[Image location labeling entries]
++++++++++

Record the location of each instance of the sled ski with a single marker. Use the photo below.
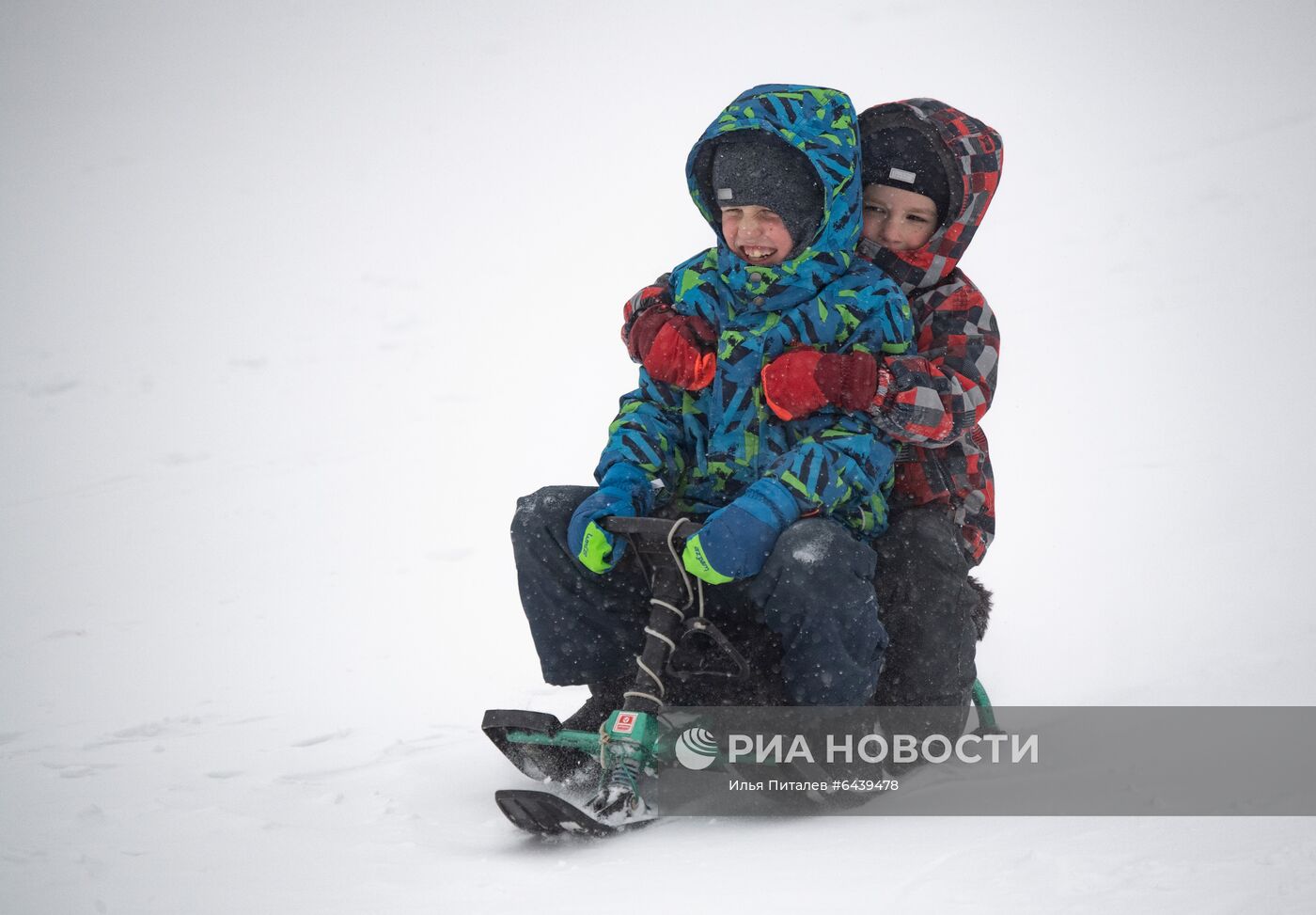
(545, 813)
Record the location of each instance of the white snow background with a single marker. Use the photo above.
(296, 298)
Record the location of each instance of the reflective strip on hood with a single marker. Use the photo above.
(974, 162)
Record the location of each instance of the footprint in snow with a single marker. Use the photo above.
(321, 739)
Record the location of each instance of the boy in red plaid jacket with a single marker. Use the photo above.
(930, 174)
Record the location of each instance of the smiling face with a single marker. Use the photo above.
(897, 219)
(757, 234)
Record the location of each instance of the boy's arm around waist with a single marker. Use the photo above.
(841, 458)
(941, 387)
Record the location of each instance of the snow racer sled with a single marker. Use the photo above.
(686, 660)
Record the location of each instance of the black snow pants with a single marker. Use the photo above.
(927, 607)
(815, 594)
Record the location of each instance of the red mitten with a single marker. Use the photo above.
(803, 381)
(683, 351)
(848, 381)
(642, 316)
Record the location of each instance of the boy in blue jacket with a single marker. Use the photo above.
(789, 509)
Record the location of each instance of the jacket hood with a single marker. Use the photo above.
(973, 154)
(822, 124)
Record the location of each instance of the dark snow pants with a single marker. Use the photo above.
(927, 603)
(815, 592)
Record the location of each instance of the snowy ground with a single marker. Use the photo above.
(295, 299)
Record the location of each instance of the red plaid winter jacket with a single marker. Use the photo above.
(933, 399)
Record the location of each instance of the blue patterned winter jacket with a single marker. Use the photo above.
(708, 447)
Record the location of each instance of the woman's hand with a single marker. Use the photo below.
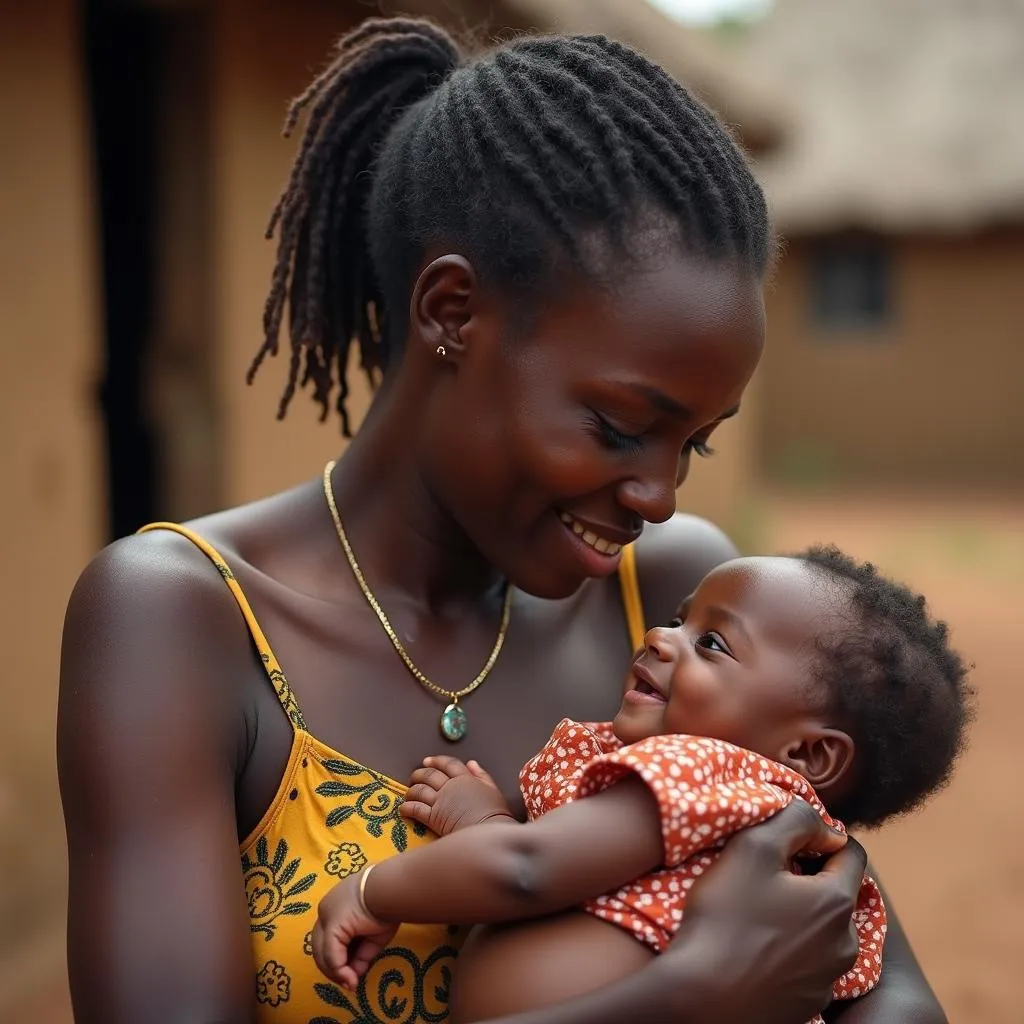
(446, 795)
(760, 942)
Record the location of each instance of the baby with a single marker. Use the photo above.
(808, 678)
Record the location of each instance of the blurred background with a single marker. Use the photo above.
(141, 156)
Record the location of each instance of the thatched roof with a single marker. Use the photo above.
(686, 53)
(909, 114)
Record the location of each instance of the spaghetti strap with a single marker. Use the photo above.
(632, 601)
(270, 665)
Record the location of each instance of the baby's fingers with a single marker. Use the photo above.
(330, 953)
(416, 810)
(452, 767)
(363, 955)
(477, 772)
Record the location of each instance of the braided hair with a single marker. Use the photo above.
(511, 159)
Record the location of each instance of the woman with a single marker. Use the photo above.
(557, 256)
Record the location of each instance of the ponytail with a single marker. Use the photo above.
(324, 268)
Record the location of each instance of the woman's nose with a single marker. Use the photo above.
(651, 498)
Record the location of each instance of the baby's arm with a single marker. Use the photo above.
(502, 872)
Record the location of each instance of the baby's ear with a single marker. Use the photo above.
(822, 756)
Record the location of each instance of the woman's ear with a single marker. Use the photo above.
(442, 301)
(822, 756)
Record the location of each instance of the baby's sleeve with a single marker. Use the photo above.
(706, 788)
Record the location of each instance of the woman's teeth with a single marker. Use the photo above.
(589, 538)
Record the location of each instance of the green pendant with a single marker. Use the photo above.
(453, 723)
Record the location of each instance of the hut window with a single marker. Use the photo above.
(851, 284)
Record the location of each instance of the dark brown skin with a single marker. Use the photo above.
(735, 665)
(171, 743)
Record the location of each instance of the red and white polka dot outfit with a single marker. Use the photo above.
(707, 790)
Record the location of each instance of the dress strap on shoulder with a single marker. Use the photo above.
(270, 664)
(632, 602)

++++++++++

**Problem to solve**
Copy the entries exactly. Leave out the images.

**Task answer**
Record the location of each instance of the sled ski with a single marker. Use the photo below.
(545, 813)
Record the location of each instance of the white snow background with a single marker. Use the photo above.
(296, 298)
Record the location of each instance of the reflective strip on hood with a single marker. Use the photo above.
(974, 162)
Record the location of each instance of the footprint in snow with a single marker. Use the photo above.
(321, 739)
Record the location of each instance of the boy in red plaid jacket with a single marker. Use the photo above.
(930, 174)
Record the location of each instance of the smiling face with a single marker. Use the photo above.
(897, 219)
(757, 234)
Record the location of each instance of the boy's arm around waist with a single marker. Use the photo above.
(841, 458)
(941, 387)
Record the location of each instance of the snow racer sled with a single marker. Use the photo above.
(686, 660)
Record the location of each instance of the black snow pants with a single marker. Use the photo above.
(927, 607)
(815, 594)
Record the location of each instance of the red mitten with a single marker. Use the photo above.
(803, 381)
(683, 351)
(848, 381)
(642, 316)
Record the location of each instance of the boy in blue jacket with a single marker. Use the photo above.
(789, 509)
Record the location of each instance of the jacket hood with a single marker. Use the photo above.
(973, 154)
(822, 124)
Record the location of each instance of the dark snow pants with a single marker. Use the photo above.
(927, 603)
(815, 592)
Record the location of each instance of the snowy ground with a single marker. Use the photo above.
(295, 299)
Record the location of each instance of the red plaid winter jacket with a single marker. Use the photo above.
(933, 399)
Record the location of each instance of the blue patterned winter jacket with a single marker. Use the photo above.
(708, 447)
Record the location of each instance of the woman's hand with a single marker. Use the photo below.
(446, 795)
(760, 942)
Record the location of each instance of the baby with a single marker. Use the photo above.
(808, 678)
Record the location of each instance of the blurred background with a single marker. Use the photo above.
(141, 156)
Record the location of each instance of the thatched roof with a single marker. Use the photo above.
(686, 53)
(909, 114)
Record the location of each instance of the spaghetti strap with a single marker. Use the photo above.
(632, 601)
(270, 665)
Record the location of each instance of the baby's fingers with a single marker. Use the photo above.
(330, 953)
(416, 810)
(452, 767)
(363, 955)
(477, 772)
Record the location of each instance of the braided hair with a single marker. Use the photo above.
(511, 159)
Record the location of each instance of the woman with a single marker. Use the photo above.
(557, 256)
Record the location of each instance of the ponytail with a single marker. Use the photo above.
(324, 268)
Record the location of each instance of the woman's nose with a single marker. Use the photo above.
(651, 498)
Record the location of each instance of the baby's arm with a single marker. Use the photo above.
(502, 872)
Record the location of each instance of the baby's ear with a single marker. Use the photo above.
(822, 756)
Record the location of each instance of the woman's ear with a single marker. Use the photo above.
(442, 301)
(822, 756)
Record the location of each instance of the baby's sleeve with a single marker. Use the photo above.
(706, 788)
Record the location of each instance of the woman's teeth with a single marker. Use the photo above.
(589, 538)
Record the location of each instance of the green pendant with a single marker. Use the photo above.
(453, 723)
Record the location of each instance of the hut window with a single marker. Use the photo above.
(851, 284)
Record the location of each instance of the dark brown skin with a single marker. Use the photo above.
(735, 665)
(171, 743)
Record the location of each instance of the red and white polka dot outfit with a single marker. Use the photo above.
(707, 790)
Record the location of each instance of the dress strap on shoulder with a single marker. Use the photo above.
(270, 664)
(632, 602)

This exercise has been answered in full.